» **Supplied records**:
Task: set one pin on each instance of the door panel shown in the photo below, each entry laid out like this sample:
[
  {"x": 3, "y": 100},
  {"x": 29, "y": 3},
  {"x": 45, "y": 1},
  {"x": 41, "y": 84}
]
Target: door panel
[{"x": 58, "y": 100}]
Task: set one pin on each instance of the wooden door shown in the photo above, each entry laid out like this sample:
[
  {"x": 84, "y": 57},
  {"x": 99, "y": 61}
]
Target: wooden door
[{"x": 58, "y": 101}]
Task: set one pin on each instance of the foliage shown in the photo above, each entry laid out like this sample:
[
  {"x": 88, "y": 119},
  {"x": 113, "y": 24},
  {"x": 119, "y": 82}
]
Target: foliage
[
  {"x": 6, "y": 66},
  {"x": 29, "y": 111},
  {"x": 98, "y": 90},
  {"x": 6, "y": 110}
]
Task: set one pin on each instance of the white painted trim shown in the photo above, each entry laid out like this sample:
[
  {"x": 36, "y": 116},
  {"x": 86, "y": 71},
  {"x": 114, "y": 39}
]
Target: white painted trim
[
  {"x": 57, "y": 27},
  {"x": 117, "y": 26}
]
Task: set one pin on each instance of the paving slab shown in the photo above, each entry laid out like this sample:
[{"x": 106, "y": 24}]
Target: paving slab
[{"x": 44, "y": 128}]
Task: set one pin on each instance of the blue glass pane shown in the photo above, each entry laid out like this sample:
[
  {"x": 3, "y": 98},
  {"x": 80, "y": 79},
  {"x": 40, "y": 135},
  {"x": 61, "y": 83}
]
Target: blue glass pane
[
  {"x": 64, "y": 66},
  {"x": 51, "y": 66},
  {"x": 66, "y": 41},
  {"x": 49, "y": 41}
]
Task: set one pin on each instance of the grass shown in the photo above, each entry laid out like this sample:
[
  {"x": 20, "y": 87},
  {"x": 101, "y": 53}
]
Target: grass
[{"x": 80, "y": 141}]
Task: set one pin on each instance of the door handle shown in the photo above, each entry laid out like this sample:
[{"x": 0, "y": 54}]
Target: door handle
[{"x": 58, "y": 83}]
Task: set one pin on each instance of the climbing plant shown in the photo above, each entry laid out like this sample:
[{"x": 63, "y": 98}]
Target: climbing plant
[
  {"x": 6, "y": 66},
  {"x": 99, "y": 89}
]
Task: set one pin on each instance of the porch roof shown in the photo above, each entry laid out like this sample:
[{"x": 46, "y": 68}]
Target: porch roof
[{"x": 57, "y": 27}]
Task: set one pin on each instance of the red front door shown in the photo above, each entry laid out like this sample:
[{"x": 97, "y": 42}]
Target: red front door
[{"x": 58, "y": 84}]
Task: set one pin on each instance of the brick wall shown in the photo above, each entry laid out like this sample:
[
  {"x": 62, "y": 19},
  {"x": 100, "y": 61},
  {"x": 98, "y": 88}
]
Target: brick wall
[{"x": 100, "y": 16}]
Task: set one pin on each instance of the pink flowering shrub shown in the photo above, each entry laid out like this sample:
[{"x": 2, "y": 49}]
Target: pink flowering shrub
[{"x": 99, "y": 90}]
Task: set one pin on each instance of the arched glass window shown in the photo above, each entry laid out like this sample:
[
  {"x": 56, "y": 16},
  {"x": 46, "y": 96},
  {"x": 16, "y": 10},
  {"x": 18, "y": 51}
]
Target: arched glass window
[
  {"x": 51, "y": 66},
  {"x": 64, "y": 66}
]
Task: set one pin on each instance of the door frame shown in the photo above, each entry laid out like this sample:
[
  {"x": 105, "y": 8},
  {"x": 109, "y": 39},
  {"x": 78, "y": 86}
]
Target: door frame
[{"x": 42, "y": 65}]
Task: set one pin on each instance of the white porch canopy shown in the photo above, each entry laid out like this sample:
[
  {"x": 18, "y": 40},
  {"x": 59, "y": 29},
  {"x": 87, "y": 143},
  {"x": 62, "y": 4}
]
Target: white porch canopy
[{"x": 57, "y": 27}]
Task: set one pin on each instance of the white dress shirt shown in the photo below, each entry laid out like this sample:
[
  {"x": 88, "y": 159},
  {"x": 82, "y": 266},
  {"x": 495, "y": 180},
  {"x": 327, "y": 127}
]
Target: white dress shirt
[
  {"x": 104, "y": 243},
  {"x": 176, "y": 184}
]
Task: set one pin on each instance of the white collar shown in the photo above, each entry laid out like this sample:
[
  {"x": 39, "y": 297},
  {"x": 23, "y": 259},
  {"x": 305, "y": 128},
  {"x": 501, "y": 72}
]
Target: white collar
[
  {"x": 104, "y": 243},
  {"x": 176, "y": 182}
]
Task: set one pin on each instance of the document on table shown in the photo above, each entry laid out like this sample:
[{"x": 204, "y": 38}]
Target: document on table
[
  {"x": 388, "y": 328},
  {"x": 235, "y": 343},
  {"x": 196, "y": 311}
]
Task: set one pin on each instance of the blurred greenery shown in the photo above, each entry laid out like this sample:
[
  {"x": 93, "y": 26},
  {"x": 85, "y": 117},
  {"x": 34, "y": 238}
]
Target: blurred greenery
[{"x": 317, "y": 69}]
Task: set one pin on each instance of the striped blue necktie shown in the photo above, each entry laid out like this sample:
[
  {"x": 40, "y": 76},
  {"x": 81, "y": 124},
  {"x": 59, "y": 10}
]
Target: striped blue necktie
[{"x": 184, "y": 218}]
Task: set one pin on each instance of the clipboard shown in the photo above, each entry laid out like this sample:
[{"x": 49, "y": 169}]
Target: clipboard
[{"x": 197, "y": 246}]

» **To do**:
Every line above should be retyped exactly as given.

» **Answer to this exercise**:
Task: set one pin on each instance of the door panel shown in the photo below, each entry laid out like this sample:
[
  {"x": 3, "y": 100},
  {"x": 29, "y": 3},
  {"x": 45, "y": 1},
  {"x": 41, "y": 84}
]
Target: door panel
[{"x": 58, "y": 100}]
Task: set one pin on each instance of the wooden door shown in the photo above, each entry laid out like this sample:
[
  {"x": 84, "y": 57},
  {"x": 99, "y": 61}
]
Target: wooden door
[{"x": 58, "y": 101}]
Task: set one pin on each instance of the foliage shown in the photo above, each entry laid out like this sample:
[
  {"x": 88, "y": 119},
  {"x": 113, "y": 24},
  {"x": 119, "y": 82}
]
Target: foliage
[
  {"x": 6, "y": 66},
  {"x": 29, "y": 111},
  {"x": 98, "y": 90},
  {"x": 6, "y": 110}
]
Task: set one pin on each instance of the white painted trim shown in the photo above, each entry laid out like this sample:
[
  {"x": 36, "y": 116},
  {"x": 86, "y": 71},
  {"x": 114, "y": 39}
]
Target: white painted trim
[
  {"x": 57, "y": 27},
  {"x": 117, "y": 26}
]
Task: set one pin on each instance of the paving slab shown in the photo above, each entry laid out like this sample:
[{"x": 106, "y": 24}]
Target: paving slab
[{"x": 44, "y": 128}]
Task: set one pin on each instance of the blue glass pane shown in the photo above, each entry laid out like this sample:
[
  {"x": 3, "y": 98},
  {"x": 80, "y": 79},
  {"x": 40, "y": 135},
  {"x": 61, "y": 83}
]
Target: blue glass pane
[
  {"x": 64, "y": 66},
  {"x": 51, "y": 66},
  {"x": 66, "y": 41},
  {"x": 49, "y": 41}
]
Task: set one pin on each instance of the grass shown in the photo above, each entry laid out like this sample:
[
  {"x": 20, "y": 87},
  {"x": 101, "y": 53}
]
Target: grass
[{"x": 80, "y": 141}]
Task: set one pin on each instance of the door handle shown in the photo above, each entry laid out like this sample:
[{"x": 0, "y": 54}]
Target: door handle
[{"x": 58, "y": 83}]
Task: set one pin on each instance of the climbing plant shown in the photo above, each entry laid out like this sample:
[{"x": 63, "y": 98}]
Target: climbing plant
[
  {"x": 6, "y": 66},
  {"x": 99, "y": 89}
]
Task: set one pin on each instance of the porch roof shown in the photo above, each entry laid out like this sample:
[{"x": 46, "y": 68}]
Target: porch roof
[{"x": 57, "y": 27}]
Task: set one pin on each instance of the red front door shown in the photo above, each entry laid out like this sample:
[{"x": 97, "y": 42}]
Target: red front door
[{"x": 58, "y": 84}]
Task: set one pin on each instance of the brick wall shown in the photo above, each entry laid out like this sample:
[
  {"x": 62, "y": 19},
  {"x": 100, "y": 61},
  {"x": 98, "y": 88}
]
Target: brick wall
[{"x": 100, "y": 16}]
Task: set one pin on each instance of the pink flowering shrub shown in the photo above, each entry laid out like this sample:
[{"x": 2, "y": 49}]
Target: pink flowering shrub
[{"x": 99, "y": 90}]
Task: set one pin on each instance of the arched glass window shown in the photo above, each entry laid out like this sample:
[
  {"x": 56, "y": 16},
  {"x": 46, "y": 96},
  {"x": 16, "y": 10},
  {"x": 18, "y": 51}
]
Target: arched glass window
[
  {"x": 51, "y": 66},
  {"x": 64, "y": 66}
]
Task: set one pin on each instance of the door frame shown in the photo above, each entry laid out like this sample:
[
  {"x": 105, "y": 8},
  {"x": 109, "y": 39},
  {"x": 78, "y": 86}
]
Target: door frame
[{"x": 42, "y": 65}]
Task: set one pin on each instance of the white porch canopy shown in the photo above, each entry laid out like this sample:
[
  {"x": 18, "y": 40},
  {"x": 59, "y": 29},
  {"x": 87, "y": 143},
  {"x": 62, "y": 4}
]
Target: white porch canopy
[{"x": 57, "y": 27}]
Task: set one pin on each instance of the white dress shirt shown in the photo below, each entry laid out like this sample:
[
  {"x": 88, "y": 159},
  {"x": 82, "y": 266},
  {"x": 495, "y": 180},
  {"x": 327, "y": 127}
]
Target: white dress shirt
[
  {"x": 104, "y": 243},
  {"x": 176, "y": 184}
]
Task: set one pin on each instance of the white collar shown in the photo above, each entry laid out like this sample:
[
  {"x": 39, "y": 297},
  {"x": 23, "y": 259},
  {"x": 305, "y": 128},
  {"x": 501, "y": 72}
]
Target: white collar
[
  {"x": 104, "y": 243},
  {"x": 176, "y": 182}
]
Task: set one pin on each instance of the document on table shown in the photo above, each entry laid out like this sample:
[{"x": 204, "y": 38}]
Target: document on table
[
  {"x": 388, "y": 328},
  {"x": 235, "y": 343},
  {"x": 196, "y": 311}
]
Task: set one pin on each instance of the blurred greenery shown in the photo above, each entry laid out like this sample:
[
  {"x": 93, "y": 26},
  {"x": 85, "y": 117},
  {"x": 34, "y": 238}
]
Target: blurred greenery
[{"x": 317, "y": 69}]
Task: set one pin on each instance of the striped blue necktie shown in the photo above, each entry laid out like this sample:
[
  {"x": 40, "y": 76},
  {"x": 81, "y": 124},
  {"x": 59, "y": 10}
]
Target: striped blue necktie
[{"x": 184, "y": 218}]
Task: set one pin on each instance of the clipboard shown in the photo above, each entry laid out like this sample:
[{"x": 49, "y": 169}]
Target: clipboard
[{"x": 197, "y": 246}]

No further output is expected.